(Righe di annotazione dei contorni)
* * * * * * * * *
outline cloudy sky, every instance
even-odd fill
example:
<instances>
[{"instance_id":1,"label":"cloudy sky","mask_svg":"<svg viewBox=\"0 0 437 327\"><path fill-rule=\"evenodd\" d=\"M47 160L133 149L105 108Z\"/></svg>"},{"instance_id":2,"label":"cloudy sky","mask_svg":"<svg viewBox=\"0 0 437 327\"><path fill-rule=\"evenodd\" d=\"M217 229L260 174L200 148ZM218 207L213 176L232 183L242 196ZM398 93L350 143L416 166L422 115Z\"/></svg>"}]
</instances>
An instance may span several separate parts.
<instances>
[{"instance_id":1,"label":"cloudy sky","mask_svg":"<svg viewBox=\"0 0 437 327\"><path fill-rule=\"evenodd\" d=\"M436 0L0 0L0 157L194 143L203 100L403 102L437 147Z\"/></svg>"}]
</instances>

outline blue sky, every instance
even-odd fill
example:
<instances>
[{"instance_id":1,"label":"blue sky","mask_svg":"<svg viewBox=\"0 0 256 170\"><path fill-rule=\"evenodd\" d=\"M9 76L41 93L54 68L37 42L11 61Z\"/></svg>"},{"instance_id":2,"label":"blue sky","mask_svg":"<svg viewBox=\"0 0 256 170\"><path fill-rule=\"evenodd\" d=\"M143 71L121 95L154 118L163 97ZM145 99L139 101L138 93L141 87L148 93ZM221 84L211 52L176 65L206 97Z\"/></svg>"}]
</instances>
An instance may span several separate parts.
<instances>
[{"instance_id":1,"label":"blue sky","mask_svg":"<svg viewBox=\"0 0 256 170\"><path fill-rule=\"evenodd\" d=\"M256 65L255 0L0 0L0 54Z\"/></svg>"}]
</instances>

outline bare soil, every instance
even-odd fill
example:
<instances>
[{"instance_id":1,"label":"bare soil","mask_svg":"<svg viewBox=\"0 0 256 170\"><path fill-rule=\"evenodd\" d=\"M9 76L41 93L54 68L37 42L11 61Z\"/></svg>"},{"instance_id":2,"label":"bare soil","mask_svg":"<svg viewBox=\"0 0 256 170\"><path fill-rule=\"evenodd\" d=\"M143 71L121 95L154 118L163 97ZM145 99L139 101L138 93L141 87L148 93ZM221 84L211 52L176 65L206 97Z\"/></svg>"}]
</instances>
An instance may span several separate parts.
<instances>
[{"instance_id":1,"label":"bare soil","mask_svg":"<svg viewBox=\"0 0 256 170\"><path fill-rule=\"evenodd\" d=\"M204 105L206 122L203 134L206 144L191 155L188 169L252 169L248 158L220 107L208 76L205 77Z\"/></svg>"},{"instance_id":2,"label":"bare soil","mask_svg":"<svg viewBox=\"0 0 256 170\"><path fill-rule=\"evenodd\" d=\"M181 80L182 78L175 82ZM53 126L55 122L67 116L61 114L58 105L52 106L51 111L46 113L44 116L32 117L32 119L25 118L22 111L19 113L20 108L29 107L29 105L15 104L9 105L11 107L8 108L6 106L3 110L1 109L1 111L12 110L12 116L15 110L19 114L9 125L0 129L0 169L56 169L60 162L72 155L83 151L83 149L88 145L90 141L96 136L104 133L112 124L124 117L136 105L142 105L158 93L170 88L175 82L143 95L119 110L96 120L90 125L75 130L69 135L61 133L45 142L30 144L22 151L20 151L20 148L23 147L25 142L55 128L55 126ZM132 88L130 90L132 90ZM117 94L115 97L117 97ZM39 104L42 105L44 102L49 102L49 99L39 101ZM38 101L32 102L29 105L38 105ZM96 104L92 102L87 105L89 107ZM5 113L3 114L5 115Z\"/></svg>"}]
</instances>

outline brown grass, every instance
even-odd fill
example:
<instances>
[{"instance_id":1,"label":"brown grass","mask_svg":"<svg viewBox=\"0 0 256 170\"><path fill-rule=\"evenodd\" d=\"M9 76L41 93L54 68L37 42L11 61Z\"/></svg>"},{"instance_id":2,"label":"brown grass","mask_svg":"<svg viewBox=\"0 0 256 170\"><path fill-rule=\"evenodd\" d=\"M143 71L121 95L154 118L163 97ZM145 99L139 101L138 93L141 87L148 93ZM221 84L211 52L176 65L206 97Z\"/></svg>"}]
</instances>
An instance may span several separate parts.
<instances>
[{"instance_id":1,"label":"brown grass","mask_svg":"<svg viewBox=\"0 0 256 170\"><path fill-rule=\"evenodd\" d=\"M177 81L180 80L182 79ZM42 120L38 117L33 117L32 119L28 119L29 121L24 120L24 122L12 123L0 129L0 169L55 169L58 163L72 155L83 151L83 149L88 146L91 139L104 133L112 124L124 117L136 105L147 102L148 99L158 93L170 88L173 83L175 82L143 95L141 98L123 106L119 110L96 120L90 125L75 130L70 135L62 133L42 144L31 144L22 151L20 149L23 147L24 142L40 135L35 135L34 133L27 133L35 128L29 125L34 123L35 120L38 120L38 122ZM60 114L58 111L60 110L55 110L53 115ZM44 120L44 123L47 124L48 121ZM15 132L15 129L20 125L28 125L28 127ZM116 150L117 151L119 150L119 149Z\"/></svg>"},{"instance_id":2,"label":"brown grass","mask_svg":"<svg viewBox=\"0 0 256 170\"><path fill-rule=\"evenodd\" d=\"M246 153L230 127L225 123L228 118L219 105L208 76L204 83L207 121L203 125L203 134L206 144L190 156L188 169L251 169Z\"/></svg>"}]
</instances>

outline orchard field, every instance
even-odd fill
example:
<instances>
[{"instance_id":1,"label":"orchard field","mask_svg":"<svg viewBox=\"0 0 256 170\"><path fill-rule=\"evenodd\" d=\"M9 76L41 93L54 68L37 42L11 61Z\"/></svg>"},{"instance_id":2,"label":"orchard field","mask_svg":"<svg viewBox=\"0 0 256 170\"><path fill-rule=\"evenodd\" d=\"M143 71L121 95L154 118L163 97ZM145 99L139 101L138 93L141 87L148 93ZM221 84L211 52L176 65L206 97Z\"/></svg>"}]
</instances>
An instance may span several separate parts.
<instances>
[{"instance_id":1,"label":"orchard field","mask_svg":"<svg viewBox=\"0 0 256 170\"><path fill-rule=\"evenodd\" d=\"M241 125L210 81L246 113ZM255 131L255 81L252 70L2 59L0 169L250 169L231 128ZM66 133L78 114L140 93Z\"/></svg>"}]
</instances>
* * * * * * * * *
- **DESCRIZIONE DELL'ESERCIZIO**
Riproduci tutte le righe qui sopra, identiche all'originale.

- **SOLUZIONE DEL COMPITO**
outline cloudy sky, every instance
even-odd fill
example:
<instances>
[{"instance_id":1,"label":"cloudy sky","mask_svg":"<svg viewBox=\"0 0 437 327\"><path fill-rule=\"evenodd\" d=\"M47 160L133 149L105 108Z\"/></svg>"},{"instance_id":2,"label":"cloudy sky","mask_svg":"<svg viewBox=\"0 0 437 327\"><path fill-rule=\"evenodd\" d=\"M217 229L260 174L200 148ZM218 207L213 176L232 183L242 196ZM398 93L350 143L416 166L422 115Z\"/></svg>"}]
</instances>
An instance may span several separate parts.
<instances>
[{"instance_id":1,"label":"cloudy sky","mask_svg":"<svg viewBox=\"0 0 437 327\"><path fill-rule=\"evenodd\" d=\"M436 0L0 0L0 157L194 143L203 100L403 102L437 147Z\"/></svg>"}]
</instances>

outline blue sky, every instance
even-odd fill
example:
<instances>
[{"instance_id":1,"label":"blue sky","mask_svg":"<svg viewBox=\"0 0 256 170\"><path fill-rule=\"evenodd\" d=\"M9 76L41 93L54 68L37 42L11 61Z\"/></svg>"},{"instance_id":2,"label":"blue sky","mask_svg":"<svg viewBox=\"0 0 256 170\"><path fill-rule=\"evenodd\" d=\"M143 71L121 95L154 118L163 97ZM145 99L139 101L138 93L141 87L148 93ZM221 84L211 52L176 65L206 97Z\"/></svg>"}]
</instances>
An instance may span several separate parts.
<instances>
[{"instance_id":1,"label":"blue sky","mask_svg":"<svg viewBox=\"0 0 256 170\"><path fill-rule=\"evenodd\" d=\"M256 65L255 0L0 0L0 54Z\"/></svg>"}]
</instances>

outline bare soil, every instance
even-odd fill
example:
<instances>
[{"instance_id":1,"label":"bare soil","mask_svg":"<svg viewBox=\"0 0 256 170\"><path fill-rule=\"evenodd\" d=\"M9 76L41 93L54 68L37 42L11 61Z\"/></svg>"},{"instance_id":2,"label":"bare soil","mask_svg":"<svg viewBox=\"0 0 256 170\"><path fill-rule=\"evenodd\" d=\"M143 71L121 95L154 118L163 97ZM145 99L139 101L138 93L141 87L148 93ZM221 84L211 52L176 65L206 97Z\"/></svg>"}]
</instances>
An instance may span several separate parts.
<instances>
[{"instance_id":1,"label":"bare soil","mask_svg":"<svg viewBox=\"0 0 256 170\"><path fill-rule=\"evenodd\" d=\"M204 105L206 122L203 134L206 144L191 155L188 169L252 169L248 158L220 107L208 76L205 77Z\"/></svg>"},{"instance_id":2,"label":"bare soil","mask_svg":"<svg viewBox=\"0 0 256 170\"><path fill-rule=\"evenodd\" d=\"M181 80L182 78L175 82ZM53 126L55 122L67 116L61 114L58 105L52 106L51 111L46 113L44 116L32 117L32 119L25 118L22 111L19 113L20 108L29 107L29 105L15 104L9 105L11 107L8 108L6 106L3 110L1 109L1 111L12 110L12 116L15 110L19 114L9 125L0 129L0 169L56 169L60 162L72 155L83 151L83 149L88 145L90 141L96 136L104 133L112 124L124 117L136 105L142 105L158 93L170 88L175 82L143 95L119 110L96 120L90 125L75 130L69 135L61 133L45 142L30 144L22 151L20 151L20 148L23 147L25 142L55 128L55 126ZM132 88L130 90L132 90ZM117 94L115 97L117 97ZM39 104L42 105L44 102L49 102L49 99L39 101ZM38 101L32 102L29 105L38 105ZM96 104L92 102L87 105L89 107ZM5 113L3 114L5 115Z\"/></svg>"}]
</instances>

outline brown grass, every instance
even-odd fill
example:
<instances>
[{"instance_id":1,"label":"brown grass","mask_svg":"<svg viewBox=\"0 0 256 170\"><path fill-rule=\"evenodd\" d=\"M9 76L41 93L54 68L37 42L11 61Z\"/></svg>"},{"instance_id":2,"label":"brown grass","mask_svg":"<svg viewBox=\"0 0 256 170\"><path fill-rule=\"evenodd\" d=\"M143 71L121 95L154 118L163 97ZM145 99L139 101L138 93L141 87L148 93ZM221 84L211 52L176 65L206 97Z\"/></svg>"}]
</instances>
An instance may span several separate parts.
<instances>
[{"instance_id":1,"label":"brown grass","mask_svg":"<svg viewBox=\"0 0 256 170\"><path fill-rule=\"evenodd\" d=\"M177 81L180 80L182 79ZM42 120L38 117L33 117L32 119L28 119L29 121L24 120L24 122L12 123L0 129L0 169L55 169L58 163L72 155L83 151L83 149L88 146L91 139L104 133L112 124L124 117L136 105L147 102L148 99L158 93L170 88L173 83L175 82L143 95L141 98L123 106L119 110L96 120L90 125L75 130L70 135L62 133L42 144L31 144L22 151L20 149L23 147L24 142L40 135L35 135L34 133L27 133L35 128L29 125L34 123L35 120L38 120L38 122ZM60 114L58 111L60 110L55 110L53 115ZM44 120L44 123L47 124L48 121ZM15 132L15 129L20 125L28 125L28 127ZM116 150L117 151L119 150L119 149Z\"/></svg>"},{"instance_id":2,"label":"brown grass","mask_svg":"<svg viewBox=\"0 0 256 170\"><path fill-rule=\"evenodd\" d=\"M246 153L230 127L225 123L228 118L219 105L208 76L204 83L207 121L203 125L203 134L206 144L190 156L188 169L251 169Z\"/></svg>"}]
</instances>

outline orchard field, every instance
even-odd fill
example:
<instances>
[{"instance_id":1,"label":"orchard field","mask_svg":"<svg viewBox=\"0 0 256 170\"><path fill-rule=\"evenodd\" d=\"M9 76L41 93L54 68L37 42L11 61Z\"/></svg>"},{"instance_id":2,"label":"orchard field","mask_svg":"<svg viewBox=\"0 0 256 170\"><path fill-rule=\"evenodd\" d=\"M143 71L121 95L154 118L163 97ZM145 99L139 101L138 93L141 87L148 93ZM221 84L211 52L176 65L206 97Z\"/></svg>"}]
</instances>
An instance may span several separate parts.
<instances>
[{"instance_id":1,"label":"orchard field","mask_svg":"<svg viewBox=\"0 0 256 170\"><path fill-rule=\"evenodd\" d=\"M241 125L210 81L246 113ZM255 131L255 81L252 70L2 59L0 169L250 169L231 128ZM66 133L78 114L140 93Z\"/></svg>"}]
</instances>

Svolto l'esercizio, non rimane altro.